PROBLEM STATEMENT — What is the number of lines in the data below that contain "upholstered"? Answer with that number and no other words.

INPUT FOR THIS TASK —

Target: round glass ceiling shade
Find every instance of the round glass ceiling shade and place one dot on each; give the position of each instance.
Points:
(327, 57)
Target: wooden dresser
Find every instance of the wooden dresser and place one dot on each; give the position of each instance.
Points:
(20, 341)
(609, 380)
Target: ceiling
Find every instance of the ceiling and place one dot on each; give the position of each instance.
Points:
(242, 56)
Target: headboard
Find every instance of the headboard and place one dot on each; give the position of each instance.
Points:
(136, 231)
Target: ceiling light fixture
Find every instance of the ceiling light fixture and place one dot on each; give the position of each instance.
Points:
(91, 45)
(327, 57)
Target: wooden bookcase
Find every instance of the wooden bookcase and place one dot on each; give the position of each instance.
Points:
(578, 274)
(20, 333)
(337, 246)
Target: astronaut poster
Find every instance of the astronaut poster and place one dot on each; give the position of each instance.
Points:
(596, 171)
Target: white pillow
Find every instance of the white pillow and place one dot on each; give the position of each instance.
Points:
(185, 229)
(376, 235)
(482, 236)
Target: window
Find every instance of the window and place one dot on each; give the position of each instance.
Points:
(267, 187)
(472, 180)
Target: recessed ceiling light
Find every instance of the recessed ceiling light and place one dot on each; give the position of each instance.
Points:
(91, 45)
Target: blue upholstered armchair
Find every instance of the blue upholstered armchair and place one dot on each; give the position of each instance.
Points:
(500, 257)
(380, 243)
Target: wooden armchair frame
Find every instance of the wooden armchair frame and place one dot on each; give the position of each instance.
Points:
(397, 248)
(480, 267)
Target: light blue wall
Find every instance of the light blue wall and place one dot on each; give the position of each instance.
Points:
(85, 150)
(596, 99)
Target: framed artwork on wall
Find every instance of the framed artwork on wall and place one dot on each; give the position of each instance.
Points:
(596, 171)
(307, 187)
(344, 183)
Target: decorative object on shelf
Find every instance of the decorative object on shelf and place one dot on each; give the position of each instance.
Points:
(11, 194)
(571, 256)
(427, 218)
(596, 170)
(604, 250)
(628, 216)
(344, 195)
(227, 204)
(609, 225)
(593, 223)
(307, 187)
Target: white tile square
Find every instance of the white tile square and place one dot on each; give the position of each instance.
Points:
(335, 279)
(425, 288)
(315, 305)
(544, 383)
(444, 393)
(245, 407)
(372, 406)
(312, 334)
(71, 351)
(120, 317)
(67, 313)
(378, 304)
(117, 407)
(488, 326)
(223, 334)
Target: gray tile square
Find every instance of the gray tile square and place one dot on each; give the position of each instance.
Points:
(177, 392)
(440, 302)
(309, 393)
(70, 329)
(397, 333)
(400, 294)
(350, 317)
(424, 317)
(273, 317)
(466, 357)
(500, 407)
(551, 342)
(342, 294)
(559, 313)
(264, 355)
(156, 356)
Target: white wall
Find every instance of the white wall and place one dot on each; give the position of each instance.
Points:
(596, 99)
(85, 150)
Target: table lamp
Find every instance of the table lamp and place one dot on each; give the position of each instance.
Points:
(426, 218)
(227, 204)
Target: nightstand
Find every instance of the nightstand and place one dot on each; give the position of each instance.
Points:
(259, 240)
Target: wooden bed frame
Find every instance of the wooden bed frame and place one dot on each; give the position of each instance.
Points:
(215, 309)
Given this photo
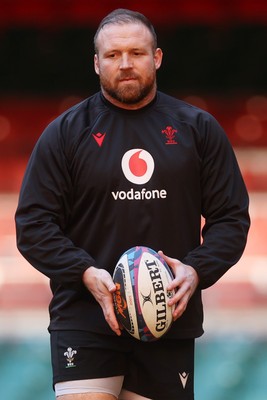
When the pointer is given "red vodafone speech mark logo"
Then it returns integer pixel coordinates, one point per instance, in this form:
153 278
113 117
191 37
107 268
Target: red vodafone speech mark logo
137 166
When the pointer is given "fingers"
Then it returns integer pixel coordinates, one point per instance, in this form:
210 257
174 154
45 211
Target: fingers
101 285
185 283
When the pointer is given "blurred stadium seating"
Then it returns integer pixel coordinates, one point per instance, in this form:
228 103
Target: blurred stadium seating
215 56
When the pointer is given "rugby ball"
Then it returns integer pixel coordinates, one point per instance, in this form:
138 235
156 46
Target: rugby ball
141 299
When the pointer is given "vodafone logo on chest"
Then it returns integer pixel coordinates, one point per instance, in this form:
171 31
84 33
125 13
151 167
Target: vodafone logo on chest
138 167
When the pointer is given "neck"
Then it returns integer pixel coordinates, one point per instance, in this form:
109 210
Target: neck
135 106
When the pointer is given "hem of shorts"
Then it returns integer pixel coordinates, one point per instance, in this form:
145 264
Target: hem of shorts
181 334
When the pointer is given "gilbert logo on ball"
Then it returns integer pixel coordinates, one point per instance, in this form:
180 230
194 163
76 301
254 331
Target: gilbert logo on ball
141 299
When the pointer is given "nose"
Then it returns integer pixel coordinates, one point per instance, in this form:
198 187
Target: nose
126 62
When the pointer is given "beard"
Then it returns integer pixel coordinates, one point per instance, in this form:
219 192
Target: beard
128 93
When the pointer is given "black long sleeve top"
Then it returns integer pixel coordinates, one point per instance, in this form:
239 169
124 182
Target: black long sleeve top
102 179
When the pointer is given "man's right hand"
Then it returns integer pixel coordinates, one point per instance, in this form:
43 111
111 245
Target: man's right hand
99 282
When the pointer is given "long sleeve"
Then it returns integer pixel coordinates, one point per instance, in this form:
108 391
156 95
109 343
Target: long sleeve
224 208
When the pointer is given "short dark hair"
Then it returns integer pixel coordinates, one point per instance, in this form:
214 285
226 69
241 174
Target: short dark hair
122 16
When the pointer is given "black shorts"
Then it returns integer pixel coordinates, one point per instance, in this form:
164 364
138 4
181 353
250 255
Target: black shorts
161 370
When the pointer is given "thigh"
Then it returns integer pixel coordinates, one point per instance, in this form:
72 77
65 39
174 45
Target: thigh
162 370
78 355
90 396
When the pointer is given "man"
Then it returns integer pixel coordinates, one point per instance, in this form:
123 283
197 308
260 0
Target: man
128 166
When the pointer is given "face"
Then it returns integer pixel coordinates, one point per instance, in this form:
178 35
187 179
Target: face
126 64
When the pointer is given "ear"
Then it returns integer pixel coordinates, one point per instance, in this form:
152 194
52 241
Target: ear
158 55
96 64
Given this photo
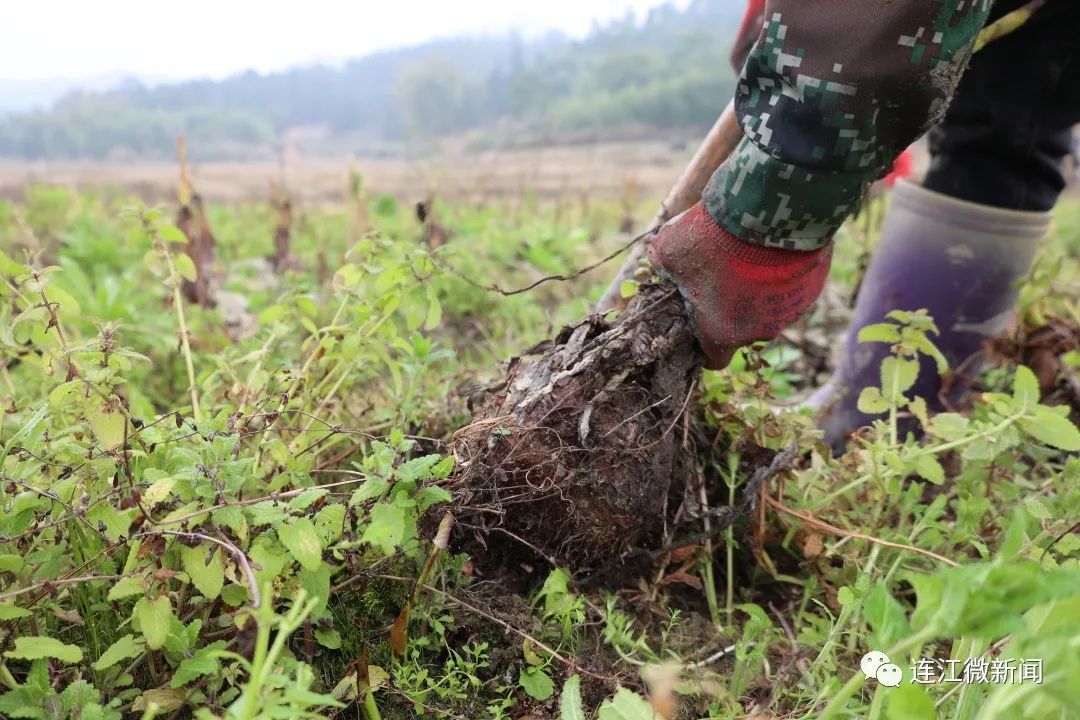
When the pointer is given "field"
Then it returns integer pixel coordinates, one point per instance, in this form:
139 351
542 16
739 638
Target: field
235 508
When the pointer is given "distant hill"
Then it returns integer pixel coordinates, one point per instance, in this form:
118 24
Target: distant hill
666 69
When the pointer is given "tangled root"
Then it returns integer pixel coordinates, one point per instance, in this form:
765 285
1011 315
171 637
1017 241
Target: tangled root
574 453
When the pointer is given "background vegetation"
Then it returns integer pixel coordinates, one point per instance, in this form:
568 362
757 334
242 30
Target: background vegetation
669 69
226 512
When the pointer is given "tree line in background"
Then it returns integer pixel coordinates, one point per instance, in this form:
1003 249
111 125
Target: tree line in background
664 70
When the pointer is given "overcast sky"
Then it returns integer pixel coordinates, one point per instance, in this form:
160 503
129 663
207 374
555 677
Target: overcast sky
175 39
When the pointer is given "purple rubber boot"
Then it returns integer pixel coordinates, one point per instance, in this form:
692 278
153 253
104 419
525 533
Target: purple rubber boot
961 261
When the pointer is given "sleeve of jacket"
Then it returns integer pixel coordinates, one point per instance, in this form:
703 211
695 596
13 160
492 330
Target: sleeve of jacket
831 93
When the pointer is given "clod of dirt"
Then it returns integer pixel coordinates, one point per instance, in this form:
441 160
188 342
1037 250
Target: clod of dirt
572 454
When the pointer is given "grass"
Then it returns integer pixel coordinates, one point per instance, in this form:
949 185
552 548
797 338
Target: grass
223 512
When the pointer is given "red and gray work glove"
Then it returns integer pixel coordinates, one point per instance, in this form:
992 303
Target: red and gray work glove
738 293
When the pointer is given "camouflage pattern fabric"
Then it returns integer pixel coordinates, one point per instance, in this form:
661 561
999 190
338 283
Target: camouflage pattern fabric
832 92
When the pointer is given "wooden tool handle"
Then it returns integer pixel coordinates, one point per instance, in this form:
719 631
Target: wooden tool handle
718 144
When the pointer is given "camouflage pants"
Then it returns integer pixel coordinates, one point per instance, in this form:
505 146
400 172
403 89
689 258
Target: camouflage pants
832 92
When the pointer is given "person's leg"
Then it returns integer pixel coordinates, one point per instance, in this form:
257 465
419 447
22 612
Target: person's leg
958 244
1009 127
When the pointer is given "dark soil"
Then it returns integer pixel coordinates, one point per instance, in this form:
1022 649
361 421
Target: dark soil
571 457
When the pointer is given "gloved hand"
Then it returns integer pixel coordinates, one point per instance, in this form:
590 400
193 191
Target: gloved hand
739 293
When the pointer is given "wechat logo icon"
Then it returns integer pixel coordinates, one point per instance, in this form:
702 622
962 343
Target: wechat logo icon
876 665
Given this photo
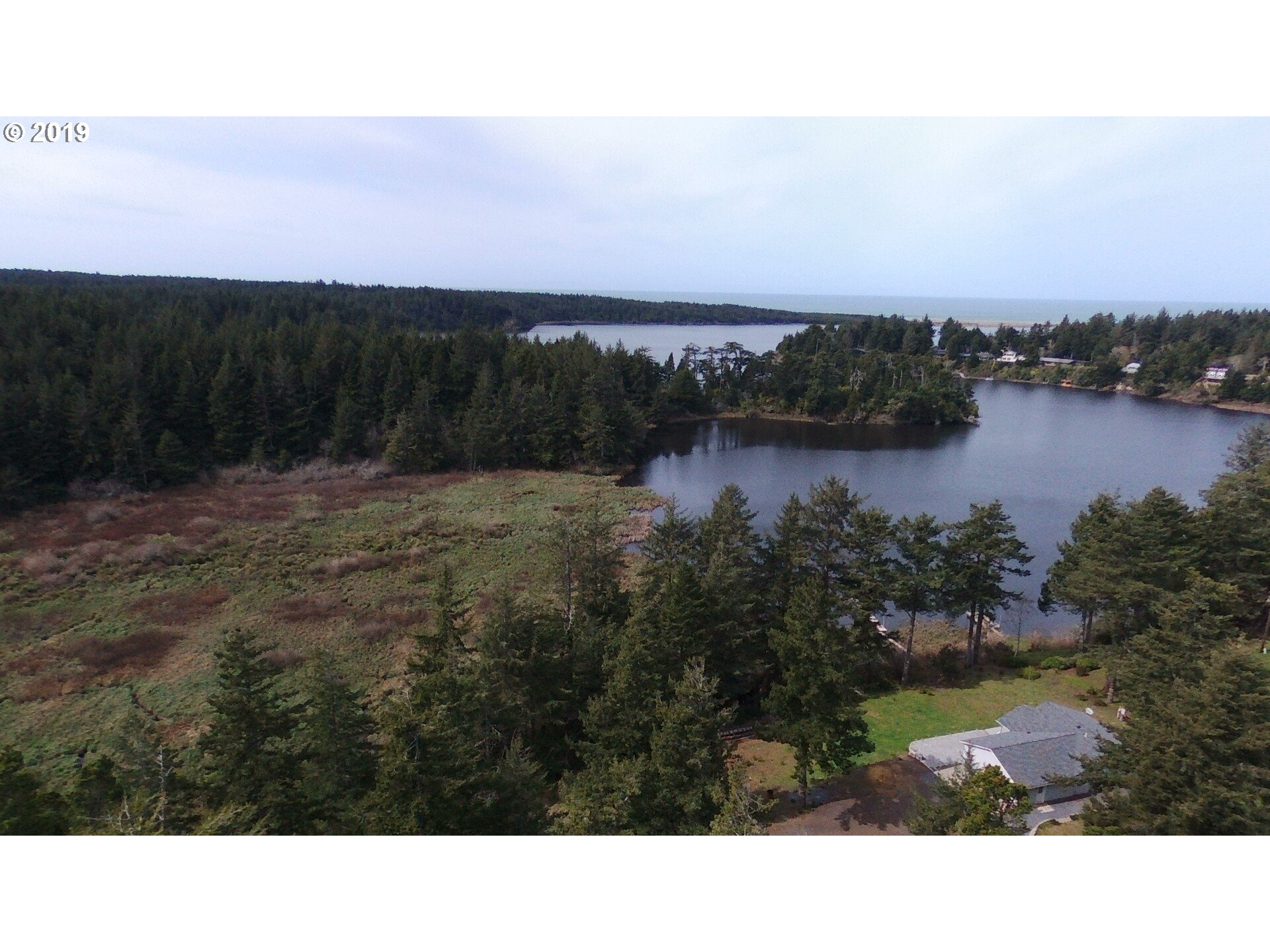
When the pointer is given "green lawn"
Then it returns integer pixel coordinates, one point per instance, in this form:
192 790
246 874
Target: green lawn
901 717
898 719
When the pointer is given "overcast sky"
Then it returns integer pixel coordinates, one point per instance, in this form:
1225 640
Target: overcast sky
1103 208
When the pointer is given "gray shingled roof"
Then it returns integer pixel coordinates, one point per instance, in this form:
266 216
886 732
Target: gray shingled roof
1043 742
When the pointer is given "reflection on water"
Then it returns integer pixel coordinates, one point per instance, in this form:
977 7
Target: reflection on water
1042 451
720 436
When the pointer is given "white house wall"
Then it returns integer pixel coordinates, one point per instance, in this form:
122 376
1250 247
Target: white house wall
982 758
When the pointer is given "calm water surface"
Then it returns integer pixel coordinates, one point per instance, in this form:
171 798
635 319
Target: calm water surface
1042 451
663 339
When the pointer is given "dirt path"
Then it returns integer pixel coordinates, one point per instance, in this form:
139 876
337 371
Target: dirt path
870 801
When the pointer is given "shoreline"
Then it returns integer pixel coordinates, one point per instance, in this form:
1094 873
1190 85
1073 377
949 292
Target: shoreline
1188 399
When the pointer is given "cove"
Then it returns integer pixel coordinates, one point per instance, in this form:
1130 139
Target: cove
1044 452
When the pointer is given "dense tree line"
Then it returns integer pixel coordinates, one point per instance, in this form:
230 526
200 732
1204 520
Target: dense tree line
1174 350
149 385
1171 598
593 709
867 370
425 309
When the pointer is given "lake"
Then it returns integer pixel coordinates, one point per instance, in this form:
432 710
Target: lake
663 339
1044 452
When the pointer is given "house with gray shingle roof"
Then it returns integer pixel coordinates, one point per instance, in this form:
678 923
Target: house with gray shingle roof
1032 746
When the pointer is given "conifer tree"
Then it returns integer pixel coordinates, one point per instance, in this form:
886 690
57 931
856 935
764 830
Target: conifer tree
349 429
172 460
730 553
687 761
249 756
1085 575
917 574
974 803
816 703
339 761
28 808
740 813
1194 756
229 409
982 551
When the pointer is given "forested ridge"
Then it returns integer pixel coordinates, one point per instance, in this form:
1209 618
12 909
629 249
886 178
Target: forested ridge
1171 352
218 300
596 706
101 386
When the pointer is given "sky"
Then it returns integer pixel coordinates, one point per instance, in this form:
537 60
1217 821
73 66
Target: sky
1025 208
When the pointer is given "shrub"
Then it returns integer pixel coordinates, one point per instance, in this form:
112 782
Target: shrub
284 658
40 563
999 653
353 563
947 662
1057 663
102 513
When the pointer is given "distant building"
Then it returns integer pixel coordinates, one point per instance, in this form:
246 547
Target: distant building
1032 746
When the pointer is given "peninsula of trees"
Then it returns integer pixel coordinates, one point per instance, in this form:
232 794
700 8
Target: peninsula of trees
1154 356
150 383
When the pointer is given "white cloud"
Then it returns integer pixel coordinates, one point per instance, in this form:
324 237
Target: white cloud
1014 208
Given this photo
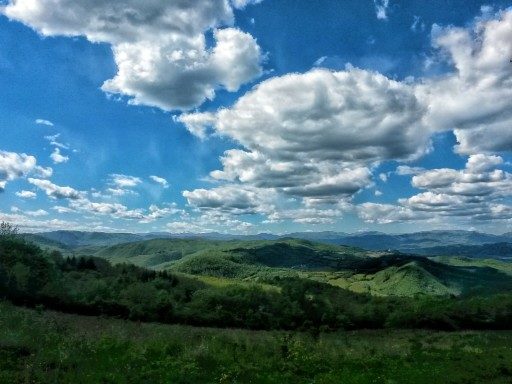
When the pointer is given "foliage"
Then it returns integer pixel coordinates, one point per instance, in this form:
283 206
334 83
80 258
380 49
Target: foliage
47 347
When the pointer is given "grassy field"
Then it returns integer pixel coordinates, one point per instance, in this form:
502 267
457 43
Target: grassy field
49 347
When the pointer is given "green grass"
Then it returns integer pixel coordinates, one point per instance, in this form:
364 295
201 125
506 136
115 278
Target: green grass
49 347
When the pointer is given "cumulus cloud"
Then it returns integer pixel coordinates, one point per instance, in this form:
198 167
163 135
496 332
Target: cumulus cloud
160 48
477 192
55 191
124 181
120 211
57 157
232 199
52 139
43 121
37 213
476 99
16 165
26 194
316 134
381 9
160 180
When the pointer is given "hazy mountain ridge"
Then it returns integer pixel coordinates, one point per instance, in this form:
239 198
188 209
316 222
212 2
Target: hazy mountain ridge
408 242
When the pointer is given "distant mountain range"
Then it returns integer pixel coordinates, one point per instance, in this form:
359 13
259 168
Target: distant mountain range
372 262
426 243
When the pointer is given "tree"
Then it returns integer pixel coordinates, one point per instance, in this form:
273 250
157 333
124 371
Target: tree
8 230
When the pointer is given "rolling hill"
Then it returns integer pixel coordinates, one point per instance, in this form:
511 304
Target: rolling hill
377 273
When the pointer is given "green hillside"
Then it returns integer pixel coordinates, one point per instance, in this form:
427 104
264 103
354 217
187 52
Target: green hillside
264 261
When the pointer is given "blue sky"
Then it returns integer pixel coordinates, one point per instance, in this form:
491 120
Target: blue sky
256 116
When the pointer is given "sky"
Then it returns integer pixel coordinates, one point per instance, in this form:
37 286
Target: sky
249 116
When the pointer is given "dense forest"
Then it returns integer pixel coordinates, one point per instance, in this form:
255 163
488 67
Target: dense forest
38 278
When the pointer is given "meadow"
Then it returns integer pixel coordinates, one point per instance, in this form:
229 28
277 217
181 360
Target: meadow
49 347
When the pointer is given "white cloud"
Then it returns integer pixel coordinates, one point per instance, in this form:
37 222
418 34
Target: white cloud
124 181
57 157
477 193
232 199
16 165
160 48
120 211
197 123
43 121
52 139
26 194
313 136
476 99
240 4
37 213
381 9
55 191
160 180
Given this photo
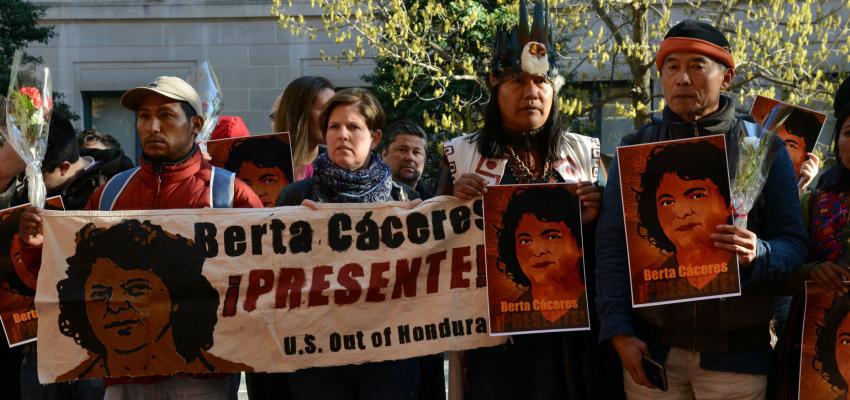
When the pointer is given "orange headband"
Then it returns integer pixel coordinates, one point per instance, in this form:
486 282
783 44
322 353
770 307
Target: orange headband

PROBLEM SOLUTION — 2